Required action »
The reply should return the data in full, exactly as written.

Records from a data source:

((

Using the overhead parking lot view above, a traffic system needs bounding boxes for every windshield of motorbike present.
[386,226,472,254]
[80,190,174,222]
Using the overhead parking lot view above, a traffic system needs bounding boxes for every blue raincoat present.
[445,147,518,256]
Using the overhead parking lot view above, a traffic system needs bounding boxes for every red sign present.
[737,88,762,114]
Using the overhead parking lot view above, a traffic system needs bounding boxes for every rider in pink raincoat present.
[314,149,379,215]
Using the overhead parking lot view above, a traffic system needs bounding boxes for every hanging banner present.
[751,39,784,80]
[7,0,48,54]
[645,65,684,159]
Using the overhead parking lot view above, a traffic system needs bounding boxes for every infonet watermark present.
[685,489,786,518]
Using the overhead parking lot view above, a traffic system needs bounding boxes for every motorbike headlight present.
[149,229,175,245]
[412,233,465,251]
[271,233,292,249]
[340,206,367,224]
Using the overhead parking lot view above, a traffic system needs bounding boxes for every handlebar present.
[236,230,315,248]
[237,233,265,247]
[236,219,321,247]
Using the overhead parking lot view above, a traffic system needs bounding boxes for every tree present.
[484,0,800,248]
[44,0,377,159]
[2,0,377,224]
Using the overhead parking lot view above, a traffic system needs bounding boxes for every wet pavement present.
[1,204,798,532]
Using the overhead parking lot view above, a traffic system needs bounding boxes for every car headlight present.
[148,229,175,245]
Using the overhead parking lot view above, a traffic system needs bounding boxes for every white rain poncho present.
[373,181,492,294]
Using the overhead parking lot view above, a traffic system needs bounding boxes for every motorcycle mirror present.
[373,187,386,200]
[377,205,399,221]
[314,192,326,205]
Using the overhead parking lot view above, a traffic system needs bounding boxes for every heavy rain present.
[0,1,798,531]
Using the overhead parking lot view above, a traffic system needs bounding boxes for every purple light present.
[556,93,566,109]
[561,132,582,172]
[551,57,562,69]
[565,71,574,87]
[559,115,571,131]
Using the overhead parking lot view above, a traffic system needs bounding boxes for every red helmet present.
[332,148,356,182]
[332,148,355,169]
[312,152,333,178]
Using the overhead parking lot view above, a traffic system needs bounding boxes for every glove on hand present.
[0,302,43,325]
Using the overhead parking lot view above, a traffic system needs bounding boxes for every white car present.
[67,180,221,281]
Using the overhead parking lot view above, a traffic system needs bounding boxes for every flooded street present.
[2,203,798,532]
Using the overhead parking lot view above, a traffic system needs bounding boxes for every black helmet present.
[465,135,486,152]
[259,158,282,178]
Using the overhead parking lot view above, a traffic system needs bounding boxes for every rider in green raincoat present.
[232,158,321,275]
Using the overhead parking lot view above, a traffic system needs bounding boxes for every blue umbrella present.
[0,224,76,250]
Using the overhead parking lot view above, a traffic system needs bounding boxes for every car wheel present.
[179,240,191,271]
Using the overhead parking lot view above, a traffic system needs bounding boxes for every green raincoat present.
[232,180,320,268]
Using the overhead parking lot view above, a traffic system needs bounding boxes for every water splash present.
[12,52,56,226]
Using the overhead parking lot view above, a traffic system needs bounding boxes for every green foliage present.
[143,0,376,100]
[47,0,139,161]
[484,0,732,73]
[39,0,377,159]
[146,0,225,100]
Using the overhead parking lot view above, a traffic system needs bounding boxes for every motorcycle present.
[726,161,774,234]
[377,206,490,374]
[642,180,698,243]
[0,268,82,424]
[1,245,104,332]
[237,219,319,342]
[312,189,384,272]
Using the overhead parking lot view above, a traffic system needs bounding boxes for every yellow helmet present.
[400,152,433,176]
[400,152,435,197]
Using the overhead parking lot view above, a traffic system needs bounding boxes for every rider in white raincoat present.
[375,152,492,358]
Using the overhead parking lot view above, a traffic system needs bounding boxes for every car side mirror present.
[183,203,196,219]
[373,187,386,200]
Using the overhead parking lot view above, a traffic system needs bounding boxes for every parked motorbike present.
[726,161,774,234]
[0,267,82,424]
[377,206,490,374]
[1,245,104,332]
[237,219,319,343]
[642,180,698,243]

))

Problem solution »
Using the overhead parking lot view above, a traffic system needs bounding boxes for every windshield of motorbike present.
[386,226,472,254]
[80,190,174,222]
Using the overhead parking lot view above, a traffic system needs bounding boxes for every blue raincoat present.
[445,147,518,256]
Using the overhead parking lot view above, a traffic system needs bounding boxes for every red sign present.
[737,88,762,114]
Using the overhead parking lot view above, a traffic system needs bounding boxes for every rider in pink raincoat present.
[314,149,379,215]
Using the overhead parking lot view above, a traffic system needs bounding boxes for every hanging banner present.
[751,39,784,80]
[7,0,48,54]
[645,65,684,159]
Using the overhead parking lot view above, a traffic system needs bounding boxes for every infonet watermark present.
[685,489,786,518]
Using the overhead parking lot view above, a traffic system needs bounding boxes for every motorbike headlight present.
[149,229,175,245]
[412,233,465,251]
[271,233,292,249]
[340,206,367,224]
Using the overhead parking lot view above, a traffic system needs bounding boxes for every handlebar present.
[236,230,315,248]
[237,233,265,247]
[236,219,321,247]
Using the overhead parking lot view above, a traffic system needs bounding boxes for every tree present.
[484,0,800,248]
[44,0,377,159]
[2,0,377,224]
Using the overhead parking lot view above, a traffic system needs bounding boxes for every wet pavement present.
[1,204,798,532]
Using the overhead parking lot view above, a traffic system needs bounding boxes for every car headlight present.
[148,229,175,245]
Using the overhead parking lot view above, a traffic system needs bounding boxes for every white rain poncho present.
[373,181,492,294]
Using the overhead parking lot view above, a traffic system needs bounding boxes for every motorcycle mirror present.
[373,187,386,200]
[377,205,399,221]
[314,192,326,205]
Using the overhead parking lot view above, a traffic system needs bounding boxes for every heavy rain present.
[0,1,798,531]
Using the overhead parking lot view above, a traffic system needs bounding boxes for every purple light present.
[556,93,566,109]
[561,132,582,172]
[551,57,562,69]
[565,71,574,87]
[559,115,571,131]
Using the overhead parking lot view above, a traffic system needs bounding boxes for every red helmet present.
[332,148,356,182]
[332,148,355,169]
[312,152,333,178]
Using the overhead parking lot view above, a traffic system needs bounding boxes for every glove on hand present.
[0,302,43,325]
Using the overhead parking lot view above, a traffic system needs bounding boxes for every white car present.
[67,180,221,281]
Using the overhead parking lot view above, a traffic system needs bounding boxes for every flooded street present.
[2,203,798,532]
Using the overhead parking lot view above, a traffic system needs bounding boxes for every black helmet present.
[465,135,486,152]
[259,158,282,178]
Using the overhead parking lot view above, a traffic system needs bounding boxes for every rider in green raincoat present.
[232,158,321,275]
Using the overhead parking lot view above, a traffic system needs bounding boxes for every blue umbrella present.
[0,224,76,250]
Using the overhead parking lot view above, a traffic system needs bounding boxes for every car wheel present.
[179,240,191,271]
Using the overhead parking lot view above, a traffic system needs bounding boxes for every green raincoat present.
[232,180,320,268]
Using the overhead parking lot view above, a traffic system needs bounding boxes for every water splash present.
[12,52,56,226]
Using the overhead parking lot view above, a traffic system needs bounding boxes for every green foliage present.
[143,0,376,100]
[47,0,139,161]
[484,0,732,73]
[39,0,377,159]
[146,0,225,100]
Using the overhead parking lot view above, a traffic system needs bounding boxes for every motorcycle present.
[726,161,774,234]
[377,206,490,374]
[642,180,698,243]
[0,268,82,424]
[1,245,104,332]
[237,219,319,342]
[312,189,384,272]
Using the overhead parking lot view above, a traffic system needs bounding boxes for every yellow helmet present.
[400,152,433,176]
[400,152,435,197]
Using the overhead parking lot view above, a traffic system needs bounding boxes for every rider in white raincoat present.
[375,152,492,358]
Using the overhead parking lot view above, a traffic system needs bounding boxes for every car side mirror present.
[183,203,196,219]
[373,187,386,200]
Using the overhead parking lot view above, a traffic system needs bounding boxes for every parked motorbike present.
[726,161,774,234]
[0,267,82,424]
[377,206,490,374]
[1,245,104,332]
[237,219,319,343]
[642,180,698,243]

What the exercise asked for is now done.